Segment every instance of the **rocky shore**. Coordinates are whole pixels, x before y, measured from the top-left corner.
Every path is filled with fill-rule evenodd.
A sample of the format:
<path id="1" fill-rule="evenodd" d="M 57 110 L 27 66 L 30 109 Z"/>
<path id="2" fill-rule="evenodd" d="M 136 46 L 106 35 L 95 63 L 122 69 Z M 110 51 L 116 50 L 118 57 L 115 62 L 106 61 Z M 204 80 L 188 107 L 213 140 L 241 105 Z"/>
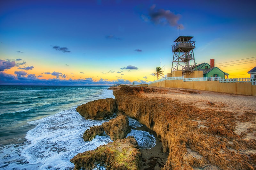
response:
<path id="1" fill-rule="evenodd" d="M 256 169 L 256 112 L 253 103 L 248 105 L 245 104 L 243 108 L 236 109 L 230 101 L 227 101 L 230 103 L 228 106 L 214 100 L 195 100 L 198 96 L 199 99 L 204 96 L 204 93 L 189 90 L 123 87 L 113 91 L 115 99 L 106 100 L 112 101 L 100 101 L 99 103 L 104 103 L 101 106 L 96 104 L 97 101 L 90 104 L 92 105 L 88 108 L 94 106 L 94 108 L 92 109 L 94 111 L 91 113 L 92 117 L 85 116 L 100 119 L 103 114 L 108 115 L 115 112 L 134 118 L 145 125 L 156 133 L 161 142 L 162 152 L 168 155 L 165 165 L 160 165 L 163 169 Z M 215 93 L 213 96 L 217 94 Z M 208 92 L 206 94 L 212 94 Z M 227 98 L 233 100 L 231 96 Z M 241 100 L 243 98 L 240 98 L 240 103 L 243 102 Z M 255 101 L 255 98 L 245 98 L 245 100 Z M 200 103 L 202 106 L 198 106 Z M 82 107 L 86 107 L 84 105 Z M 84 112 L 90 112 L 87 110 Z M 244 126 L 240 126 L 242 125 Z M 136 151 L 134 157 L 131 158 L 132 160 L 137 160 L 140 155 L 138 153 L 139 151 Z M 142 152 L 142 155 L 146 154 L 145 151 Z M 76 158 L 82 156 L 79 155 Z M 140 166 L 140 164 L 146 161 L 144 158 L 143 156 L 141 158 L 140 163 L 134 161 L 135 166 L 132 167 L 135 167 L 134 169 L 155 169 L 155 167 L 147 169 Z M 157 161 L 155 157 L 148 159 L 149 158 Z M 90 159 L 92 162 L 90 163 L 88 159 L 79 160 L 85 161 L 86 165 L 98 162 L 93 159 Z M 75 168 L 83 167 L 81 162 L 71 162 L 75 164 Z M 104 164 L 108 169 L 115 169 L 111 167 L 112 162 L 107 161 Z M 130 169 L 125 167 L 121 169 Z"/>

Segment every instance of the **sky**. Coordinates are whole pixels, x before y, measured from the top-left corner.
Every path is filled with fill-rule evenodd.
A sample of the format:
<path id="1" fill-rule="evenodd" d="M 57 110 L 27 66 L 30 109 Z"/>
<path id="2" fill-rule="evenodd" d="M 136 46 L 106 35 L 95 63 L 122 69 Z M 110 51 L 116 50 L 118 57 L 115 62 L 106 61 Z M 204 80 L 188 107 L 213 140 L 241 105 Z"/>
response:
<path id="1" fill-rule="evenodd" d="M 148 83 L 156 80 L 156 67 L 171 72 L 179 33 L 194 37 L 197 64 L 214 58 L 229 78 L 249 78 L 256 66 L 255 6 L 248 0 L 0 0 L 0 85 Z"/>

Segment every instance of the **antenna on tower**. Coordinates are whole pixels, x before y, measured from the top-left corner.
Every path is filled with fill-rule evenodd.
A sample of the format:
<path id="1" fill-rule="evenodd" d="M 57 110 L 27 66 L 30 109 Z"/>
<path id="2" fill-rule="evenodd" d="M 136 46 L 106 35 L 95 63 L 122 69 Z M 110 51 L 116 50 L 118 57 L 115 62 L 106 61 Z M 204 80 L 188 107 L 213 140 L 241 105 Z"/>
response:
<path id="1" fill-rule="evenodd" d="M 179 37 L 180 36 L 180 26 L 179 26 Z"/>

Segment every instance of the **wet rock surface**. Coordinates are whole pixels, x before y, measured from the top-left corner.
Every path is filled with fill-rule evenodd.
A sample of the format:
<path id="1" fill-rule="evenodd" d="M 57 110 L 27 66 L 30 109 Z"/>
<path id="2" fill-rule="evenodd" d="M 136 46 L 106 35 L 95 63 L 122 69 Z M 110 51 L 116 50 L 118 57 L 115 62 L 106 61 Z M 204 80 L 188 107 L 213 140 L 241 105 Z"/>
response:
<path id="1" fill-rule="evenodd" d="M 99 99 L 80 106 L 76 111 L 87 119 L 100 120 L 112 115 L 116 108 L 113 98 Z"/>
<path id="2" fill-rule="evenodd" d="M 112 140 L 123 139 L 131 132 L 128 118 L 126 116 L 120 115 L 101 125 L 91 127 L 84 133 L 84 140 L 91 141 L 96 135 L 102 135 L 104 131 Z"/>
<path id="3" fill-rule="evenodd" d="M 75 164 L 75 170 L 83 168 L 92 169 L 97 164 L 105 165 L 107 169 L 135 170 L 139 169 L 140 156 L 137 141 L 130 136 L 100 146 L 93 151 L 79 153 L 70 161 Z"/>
====
— REQUEST —
Could you write out all of the rows above word for word, leaving out the pictures?

— CORRECT RESULT —
Segment every instance of the **rocky shore**. Coordinates are whole pixels, x before y, measured from the top-left corner.
Every path is filled with fill-rule evenodd.
A sample of the format:
<path id="1" fill-rule="evenodd" d="M 57 110 L 27 66 L 30 109 Z"/>
<path id="2" fill-rule="evenodd" d="M 136 46 L 106 35 L 95 63 L 122 69 Z M 110 51 L 116 50 L 118 57 L 115 62 L 106 61 Z M 204 80 L 188 107 L 213 140 L 241 105 Z"/>
response:
<path id="1" fill-rule="evenodd" d="M 256 169 L 256 112 L 253 103 L 248 105 L 245 104 L 243 108 L 236 109 L 230 101 L 227 101 L 230 103 L 228 106 L 214 100 L 195 100 L 198 96 L 199 99 L 204 96 L 204 93 L 189 90 L 123 87 L 113 91 L 115 99 L 106 100 L 112 101 L 100 101 L 99 103 L 104 103 L 101 106 L 96 104 L 97 101 L 90 104 L 92 105 L 88 108 L 94 106 L 94 108 L 92 109 L 94 111 L 91 113 L 92 117 L 85 116 L 100 119 L 103 114 L 108 115 L 115 112 L 134 118 L 145 125 L 156 133 L 161 142 L 162 152 L 168 155 L 165 165 L 160 165 L 163 169 Z M 215 93 L 213 96 L 217 94 Z M 208 92 L 206 94 L 212 94 Z M 227 98 L 233 100 L 231 96 Z M 241 100 L 243 98 L 240 98 L 240 103 L 243 102 Z M 255 101 L 255 98 L 245 98 L 245 100 Z M 200 103 L 202 106 L 198 106 Z M 82 107 L 86 107 L 84 105 Z M 84 112 L 90 112 L 87 110 Z M 244 126 L 240 126 L 242 125 Z M 136 151 L 134 157 L 131 158 L 132 160 L 137 160 L 140 155 L 138 153 L 139 151 Z M 142 152 L 142 155 L 146 154 L 145 151 Z M 76 158 L 82 156 L 79 155 Z M 140 166 L 140 164 L 146 161 L 144 158 L 143 156 L 141 158 L 140 163 L 134 161 L 135 166 L 132 167 L 135 167 L 134 169 L 155 169 L 155 167 L 147 169 Z M 157 161 L 155 157 L 148 159 L 149 158 Z M 90 159 L 92 162 L 90 163 L 88 159 L 79 160 L 85 161 L 86 165 L 98 162 L 93 159 Z M 75 168 L 83 167 L 81 162 L 71 162 L 75 164 Z M 104 164 L 108 169 L 115 169 L 111 167 L 112 162 L 107 161 Z M 130 169 L 125 167 L 121 169 Z"/>

Segment every instance of the **sky**. Coordinates are whole pixels, x before y, measured from the top-left corner.
Every path is filled with fill-rule evenodd.
A sample of the format:
<path id="1" fill-rule="evenodd" d="M 57 110 L 27 66 L 30 109 Z"/>
<path id="2" fill-rule="evenodd" d="M 136 46 L 106 35 L 95 63 L 122 69 Z M 110 51 L 116 50 L 118 57 L 115 62 L 106 61 Z M 204 80 L 188 107 L 213 140 L 241 105 Z"/>
response:
<path id="1" fill-rule="evenodd" d="M 148 83 L 156 80 L 156 67 L 171 72 L 179 33 L 194 37 L 197 64 L 214 58 L 229 78 L 249 78 L 256 66 L 255 6 L 248 0 L 0 0 L 0 85 Z"/>

Segment every instance of the **antenna on tower**. Coordinates are whole pixels, x before y, measured from the top-left corner.
Every path is filled with fill-rule evenodd.
A sample of the format:
<path id="1" fill-rule="evenodd" d="M 57 110 L 27 66 L 30 109 Z"/>
<path id="2" fill-rule="evenodd" d="M 136 46 L 106 35 L 95 63 L 122 69 Z M 110 51 L 116 50 L 118 57 L 115 62 L 106 61 Z M 204 80 L 188 107 L 213 140 L 241 105 Z"/>
response:
<path id="1" fill-rule="evenodd" d="M 179 37 L 180 36 L 180 26 L 179 26 Z"/>

Segment every instance of the **wet rock surface**. Coordinates are whole pixels, x before y, measured from the top-left corner.
Every path is filled with fill-rule evenodd.
A sample of the format:
<path id="1" fill-rule="evenodd" d="M 57 110 L 27 66 L 30 109 Z"/>
<path id="2" fill-rule="evenodd" d="M 136 46 L 106 35 L 95 63 L 122 69 Z M 110 51 L 116 50 L 118 57 L 115 62 L 106 61 Z M 204 80 L 188 107 L 213 140 L 241 105 Z"/>
response:
<path id="1" fill-rule="evenodd" d="M 99 99 L 80 106 L 76 111 L 87 119 L 100 120 L 112 115 L 116 108 L 113 98 Z"/>
<path id="2" fill-rule="evenodd" d="M 112 140 L 123 139 L 131 132 L 128 118 L 126 116 L 120 115 L 101 125 L 91 127 L 84 133 L 84 140 L 91 141 L 96 135 L 102 135 L 104 131 Z"/>
<path id="3" fill-rule="evenodd" d="M 75 164 L 75 170 L 83 168 L 92 169 L 97 164 L 105 165 L 107 169 L 135 170 L 139 169 L 140 156 L 137 141 L 130 136 L 100 146 L 93 151 L 79 153 L 70 161 Z"/>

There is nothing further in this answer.